Objective: Omit all pictures. Quote only the lines from the one with "Query: wood grain texture" through the end of the material below.

Named-object pointing records
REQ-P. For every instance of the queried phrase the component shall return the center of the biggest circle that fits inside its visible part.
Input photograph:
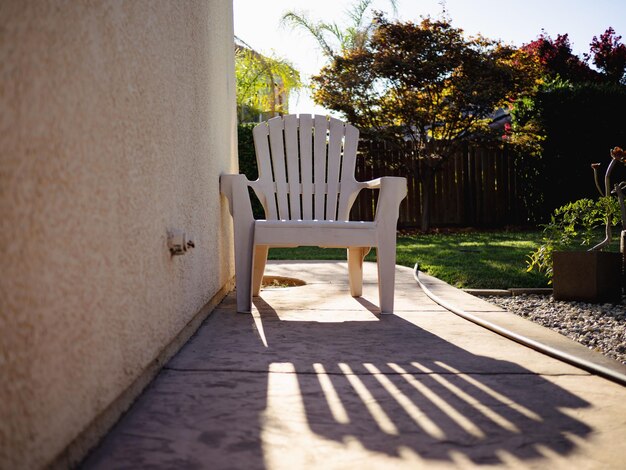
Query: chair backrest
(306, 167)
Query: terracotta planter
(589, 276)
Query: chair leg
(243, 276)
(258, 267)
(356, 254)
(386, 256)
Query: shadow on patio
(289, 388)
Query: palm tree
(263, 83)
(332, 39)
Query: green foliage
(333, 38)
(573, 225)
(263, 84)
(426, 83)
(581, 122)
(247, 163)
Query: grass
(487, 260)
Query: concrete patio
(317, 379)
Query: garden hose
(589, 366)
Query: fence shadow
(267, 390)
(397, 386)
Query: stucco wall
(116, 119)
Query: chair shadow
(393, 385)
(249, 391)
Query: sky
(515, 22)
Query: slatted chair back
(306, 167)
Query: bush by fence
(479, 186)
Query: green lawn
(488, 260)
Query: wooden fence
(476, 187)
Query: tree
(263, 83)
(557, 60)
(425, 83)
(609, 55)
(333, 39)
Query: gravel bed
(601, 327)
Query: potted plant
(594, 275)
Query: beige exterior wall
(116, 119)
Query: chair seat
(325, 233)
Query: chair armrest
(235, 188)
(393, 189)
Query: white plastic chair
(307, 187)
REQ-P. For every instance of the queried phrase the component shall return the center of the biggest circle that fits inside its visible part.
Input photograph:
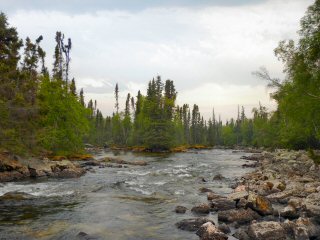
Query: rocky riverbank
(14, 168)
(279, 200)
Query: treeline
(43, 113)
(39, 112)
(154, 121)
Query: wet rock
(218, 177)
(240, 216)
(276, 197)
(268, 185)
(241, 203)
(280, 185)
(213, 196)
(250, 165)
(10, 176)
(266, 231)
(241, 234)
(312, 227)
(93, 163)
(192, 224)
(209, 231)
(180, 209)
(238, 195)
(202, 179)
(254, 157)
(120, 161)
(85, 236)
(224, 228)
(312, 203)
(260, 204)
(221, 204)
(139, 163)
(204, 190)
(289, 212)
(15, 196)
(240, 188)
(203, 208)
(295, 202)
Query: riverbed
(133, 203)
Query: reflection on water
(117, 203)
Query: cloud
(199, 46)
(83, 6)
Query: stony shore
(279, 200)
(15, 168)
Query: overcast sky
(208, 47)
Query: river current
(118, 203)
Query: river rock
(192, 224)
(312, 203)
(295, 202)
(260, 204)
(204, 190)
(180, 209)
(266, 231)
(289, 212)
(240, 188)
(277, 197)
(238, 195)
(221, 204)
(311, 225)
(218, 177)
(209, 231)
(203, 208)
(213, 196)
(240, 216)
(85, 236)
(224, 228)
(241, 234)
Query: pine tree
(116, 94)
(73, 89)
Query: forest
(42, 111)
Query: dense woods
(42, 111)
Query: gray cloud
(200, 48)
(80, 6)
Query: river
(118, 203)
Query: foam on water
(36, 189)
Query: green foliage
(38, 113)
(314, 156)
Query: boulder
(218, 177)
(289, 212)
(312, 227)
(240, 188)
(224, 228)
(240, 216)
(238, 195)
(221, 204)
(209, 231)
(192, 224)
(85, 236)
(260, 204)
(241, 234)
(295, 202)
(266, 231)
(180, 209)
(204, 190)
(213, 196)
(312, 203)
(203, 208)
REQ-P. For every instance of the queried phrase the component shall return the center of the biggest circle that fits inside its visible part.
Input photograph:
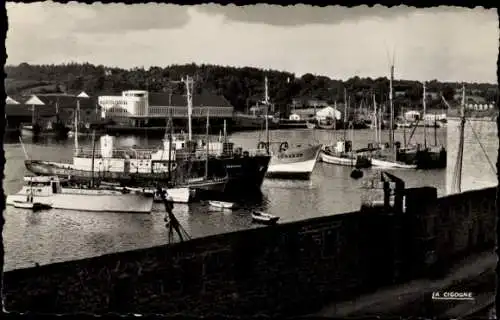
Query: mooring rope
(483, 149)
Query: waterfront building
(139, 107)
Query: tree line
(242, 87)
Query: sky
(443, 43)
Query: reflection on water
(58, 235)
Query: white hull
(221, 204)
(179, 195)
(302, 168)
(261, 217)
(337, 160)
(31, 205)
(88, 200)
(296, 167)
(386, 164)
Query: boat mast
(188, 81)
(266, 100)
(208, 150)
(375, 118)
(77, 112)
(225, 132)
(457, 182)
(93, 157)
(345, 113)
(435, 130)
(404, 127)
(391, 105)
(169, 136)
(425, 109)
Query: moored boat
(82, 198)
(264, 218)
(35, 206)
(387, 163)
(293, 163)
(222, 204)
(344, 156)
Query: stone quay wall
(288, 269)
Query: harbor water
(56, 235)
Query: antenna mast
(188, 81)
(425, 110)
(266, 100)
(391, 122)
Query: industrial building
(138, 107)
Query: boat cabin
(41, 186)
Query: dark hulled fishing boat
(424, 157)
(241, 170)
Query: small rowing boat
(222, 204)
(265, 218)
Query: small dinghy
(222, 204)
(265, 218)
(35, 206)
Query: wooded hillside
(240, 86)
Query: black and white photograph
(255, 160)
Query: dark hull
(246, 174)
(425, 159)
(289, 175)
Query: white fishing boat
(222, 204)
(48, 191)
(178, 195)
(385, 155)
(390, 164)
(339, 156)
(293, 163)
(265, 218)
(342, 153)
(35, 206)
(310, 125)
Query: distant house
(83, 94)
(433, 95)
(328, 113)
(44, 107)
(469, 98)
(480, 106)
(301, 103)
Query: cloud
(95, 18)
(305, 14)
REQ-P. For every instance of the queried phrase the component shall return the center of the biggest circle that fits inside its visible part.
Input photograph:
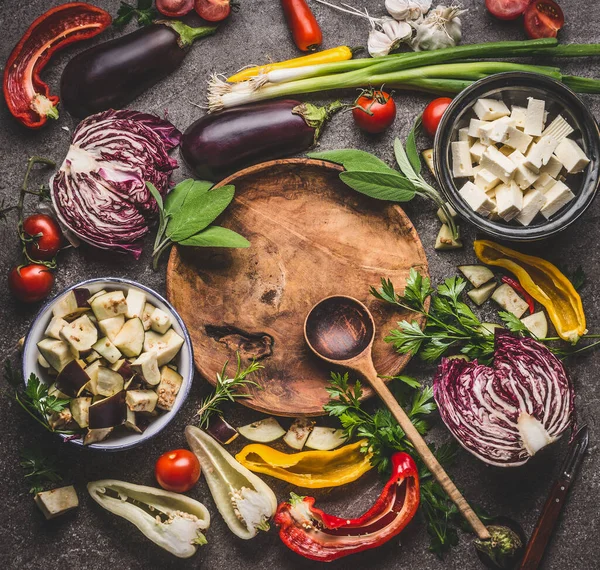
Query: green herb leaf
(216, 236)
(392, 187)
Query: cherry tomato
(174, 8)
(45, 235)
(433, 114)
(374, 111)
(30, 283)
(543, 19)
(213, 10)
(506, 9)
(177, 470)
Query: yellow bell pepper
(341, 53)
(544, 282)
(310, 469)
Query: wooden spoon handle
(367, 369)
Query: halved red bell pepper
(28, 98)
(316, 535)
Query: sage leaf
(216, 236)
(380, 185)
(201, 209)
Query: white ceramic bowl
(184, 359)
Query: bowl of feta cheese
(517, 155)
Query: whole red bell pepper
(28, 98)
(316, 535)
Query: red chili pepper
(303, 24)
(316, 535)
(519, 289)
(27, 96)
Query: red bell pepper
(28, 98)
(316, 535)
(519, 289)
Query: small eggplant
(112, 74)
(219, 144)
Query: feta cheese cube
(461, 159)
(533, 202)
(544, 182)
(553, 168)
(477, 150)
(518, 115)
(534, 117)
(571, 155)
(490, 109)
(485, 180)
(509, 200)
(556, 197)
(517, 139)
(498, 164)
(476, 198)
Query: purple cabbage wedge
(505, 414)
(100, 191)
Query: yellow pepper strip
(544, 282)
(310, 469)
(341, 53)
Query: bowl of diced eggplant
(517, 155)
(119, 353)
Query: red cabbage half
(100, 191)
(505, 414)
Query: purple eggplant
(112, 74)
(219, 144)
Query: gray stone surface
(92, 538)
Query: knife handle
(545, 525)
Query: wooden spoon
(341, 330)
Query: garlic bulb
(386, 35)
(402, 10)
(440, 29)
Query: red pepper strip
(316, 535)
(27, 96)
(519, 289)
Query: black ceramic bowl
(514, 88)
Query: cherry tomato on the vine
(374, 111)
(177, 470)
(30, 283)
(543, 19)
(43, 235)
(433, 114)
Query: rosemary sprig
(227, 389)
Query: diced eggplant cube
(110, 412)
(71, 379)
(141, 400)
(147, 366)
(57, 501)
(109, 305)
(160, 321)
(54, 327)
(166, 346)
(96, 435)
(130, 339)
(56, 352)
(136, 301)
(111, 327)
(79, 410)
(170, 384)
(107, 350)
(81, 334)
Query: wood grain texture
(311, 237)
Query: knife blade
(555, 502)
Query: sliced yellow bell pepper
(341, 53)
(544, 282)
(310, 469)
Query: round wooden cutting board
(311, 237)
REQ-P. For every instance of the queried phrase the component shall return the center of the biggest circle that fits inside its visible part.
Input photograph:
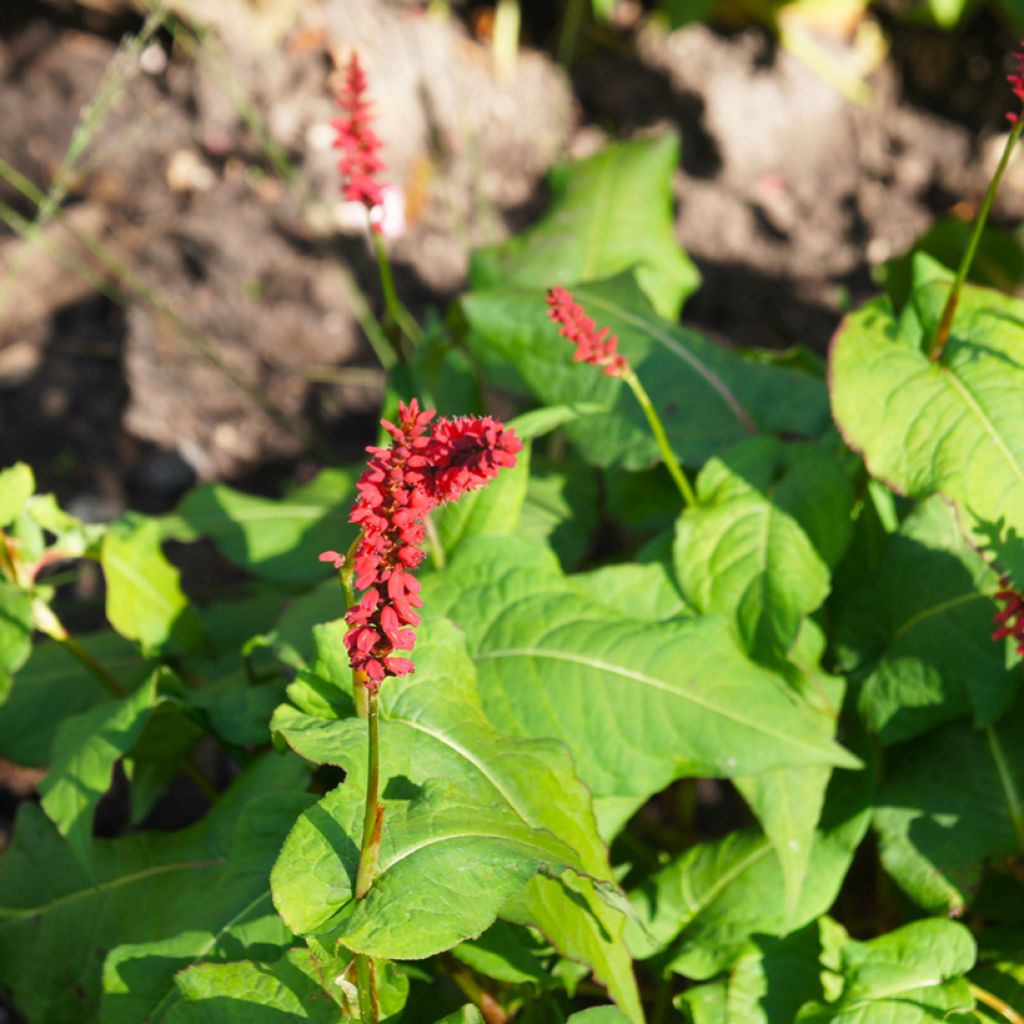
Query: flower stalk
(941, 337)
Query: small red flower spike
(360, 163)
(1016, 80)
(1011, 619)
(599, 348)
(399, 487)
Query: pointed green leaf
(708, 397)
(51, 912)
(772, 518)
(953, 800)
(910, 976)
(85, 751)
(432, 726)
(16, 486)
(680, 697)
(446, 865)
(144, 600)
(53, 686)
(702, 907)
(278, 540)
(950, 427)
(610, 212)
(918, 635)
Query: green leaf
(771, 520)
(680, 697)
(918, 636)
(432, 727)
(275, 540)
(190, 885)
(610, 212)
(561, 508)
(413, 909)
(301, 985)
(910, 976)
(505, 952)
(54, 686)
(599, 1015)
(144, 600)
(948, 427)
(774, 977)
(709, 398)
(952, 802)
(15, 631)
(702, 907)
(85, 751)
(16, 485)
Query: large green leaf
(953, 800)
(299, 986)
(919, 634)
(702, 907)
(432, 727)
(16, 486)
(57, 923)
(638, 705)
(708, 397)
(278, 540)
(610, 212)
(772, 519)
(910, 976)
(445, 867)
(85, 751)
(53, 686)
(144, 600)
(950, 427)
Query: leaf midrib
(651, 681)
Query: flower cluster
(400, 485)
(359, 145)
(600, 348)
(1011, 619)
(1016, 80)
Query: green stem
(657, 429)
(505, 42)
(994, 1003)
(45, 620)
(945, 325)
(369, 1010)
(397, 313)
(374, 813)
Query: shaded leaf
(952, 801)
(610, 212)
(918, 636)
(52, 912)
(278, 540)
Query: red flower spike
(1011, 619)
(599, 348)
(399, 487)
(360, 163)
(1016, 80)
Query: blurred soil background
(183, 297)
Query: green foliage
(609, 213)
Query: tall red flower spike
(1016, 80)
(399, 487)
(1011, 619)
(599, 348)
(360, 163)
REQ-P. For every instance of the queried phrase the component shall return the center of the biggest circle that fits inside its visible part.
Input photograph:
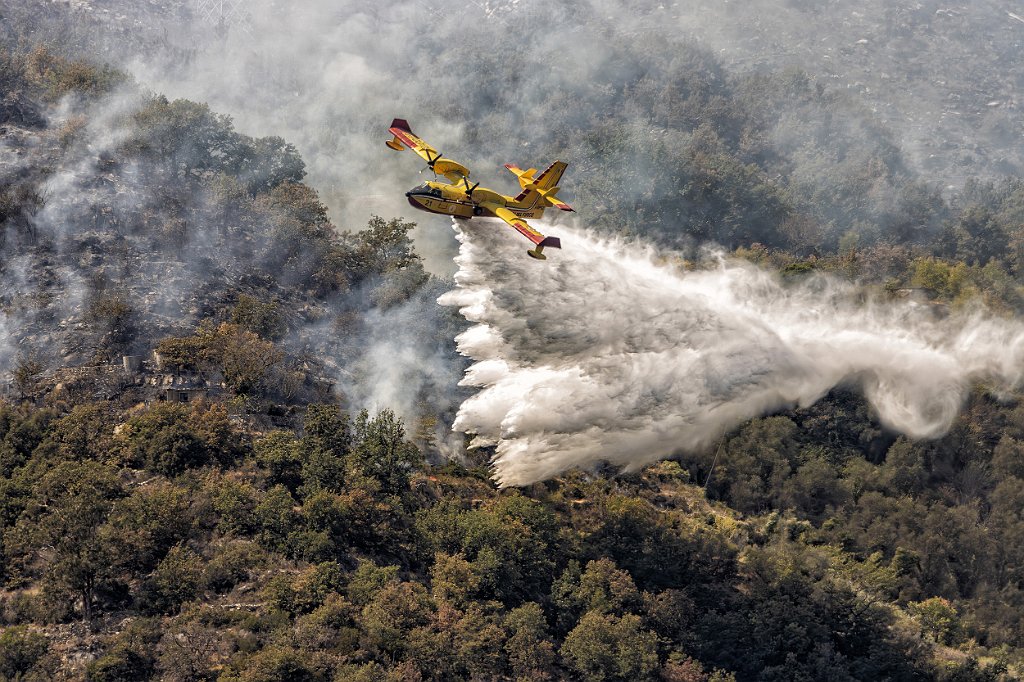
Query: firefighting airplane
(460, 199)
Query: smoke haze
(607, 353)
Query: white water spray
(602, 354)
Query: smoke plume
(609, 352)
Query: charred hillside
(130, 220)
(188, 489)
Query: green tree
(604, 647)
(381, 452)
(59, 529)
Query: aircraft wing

Full solution:
Query: wood grain texture
(311, 237)
Query: knife blade
(555, 502)
Query: sliced yellow bell pepper
(341, 53)
(544, 282)
(310, 469)
Query: round wooden cutting board
(311, 237)
REQ-P. For every instance of the queried phrase the component shall return the center of the biggest circle that fits inside its visible part.
Input photograph:
Query: flower stalk
(941, 337)
Query: small red flower spike
(360, 163)
(1016, 80)
(1011, 619)
(599, 348)
(399, 487)
Query: pointed green leaf
(708, 397)
(51, 912)
(772, 518)
(953, 800)
(910, 976)
(85, 751)
(432, 726)
(16, 486)
(680, 697)
(446, 865)
(144, 600)
(53, 686)
(702, 907)
(278, 540)
(950, 427)
(610, 212)
(918, 635)
Query: green leaf
(771, 520)
(680, 697)
(918, 636)
(432, 727)
(275, 540)
(190, 885)
(610, 212)
(561, 508)
(413, 909)
(301, 985)
(910, 976)
(505, 952)
(54, 686)
(599, 1015)
(144, 600)
(948, 427)
(774, 977)
(709, 398)
(952, 802)
(15, 631)
(702, 907)
(85, 751)
(16, 485)
Query: large green leaf
(953, 800)
(299, 986)
(919, 634)
(702, 907)
(432, 727)
(16, 486)
(57, 923)
(638, 705)
(708, 397)
(278, 540)
(610, 212)
(772, 519)
(910, 976)
(445, 867)
(85, 751)
(53, 686)
(144, 600)
(950, 427)
Query: leaf midrib
(651, 681)
Query: flower cluster
(400, 485)
(359, 145)
(600, 348)
(1011, 619)
(1016, 80)
Query: green stem
(657, 429)
(505, 42)
(994, 1003)
(45, 620)
(945, 325)
(369, 1010)
(397, 313)
(374, 813)
Query: shaded leaf
(952, 801)
(610, 212)
(918, 636)
(52, 912)
(278, 540)
Query: red flower spike
(1011, 619)
(599, 348)
(399, 487)
(360, 163)
(1016, 80)
Query: blurred soil background
(183, 297)
Query: green foliage
(609, 213)
Query: tall red flower spike
(1016, 80)
(399, 487)
(1011, 619)
(599, 348)
(360, 163)
REQ-P. For every instance of the queried phrase the component shall return the center of the biggest circle that fits inside its visible part.
Input photograph:
Query: firefighting airplane
(460, 199)
Query: smoke haze
(607, 353)
Query: white water spray
(602, 354)
Query: smoke plume
(609, 352)
Query: charred hillside
(130, 220)
(188, 489)
Query: green tree
(604, 647)
(381, 452)
(59, 529)
Query: aircraft wing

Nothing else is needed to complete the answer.